● **TASK STATEMENT**:
Using the passage on the photo essay below, answer these questions:
1. What is Gabrielle Jamela Hosein's job?
2. In which three settings do her photographs show men in San Fernando?
3. Instead of "The West Indian Male," what is the viewer presented with?

● **EXTRACT**:
I recently encountered a photo essay entitled
‘Masculinities in Motion’ by Gabrielle Jamela Hosein, a lecturer in gender studies at The
University of West Indies. Her photographs depict men in San Fernando, Trinidad
going about their everyday lives in a marketplace, a Carnival “mas” camp and a
fishing wharf. She includes brief
captions beneath each picture that draw on conversations between the author
and the subjects of each photograph.
http://sta.uwi.edu/crgs/april2007/journals/Masculinities_in_Motion207_pm.pdf
http://sta.uwi.edu/crgs/april2007/journals/Masculinities_in_Motion207_pm.pdf
The title 'Masculinities in motion’ conjures images
of men on the move. It connotes limitless male possibility and a plurality of
manliness that is being continually fashioned. Yet photographs themselves do
not move. They can’t. Thus, her title communicates the ephemerality of the
photograph, as a momentary framing, a temporary pinning-down that admits to its
own transience. Her images cannot keep up with the men her camera captures. And
it appears that the author does not need them to. We are not presented with "The
West Indian Male" (whoever that quintessential actor might be). We are
presented with short fragments of narratives (in the form of captions and the
images themselves) that move the reader/viewer beyond caricatures. What are
encountered are snapshots of day-to-day life. Such snapshots gesture towards
realities characterised by creativity, pride, hardship, tenderness, violence,
love and fun (amongst other things).

● **DATA**:
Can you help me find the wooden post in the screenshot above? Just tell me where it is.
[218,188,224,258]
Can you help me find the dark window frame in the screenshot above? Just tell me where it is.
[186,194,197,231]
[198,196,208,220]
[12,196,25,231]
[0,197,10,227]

● **EXPECTED ANSWER**:
1. She is a lecturer in gender studies at The University of West Indies.
2. A marketplace, a Carnival "mas" camp, and a fishing wharf.
3. Short fragments of narratives, in the form of captions and the images themselves.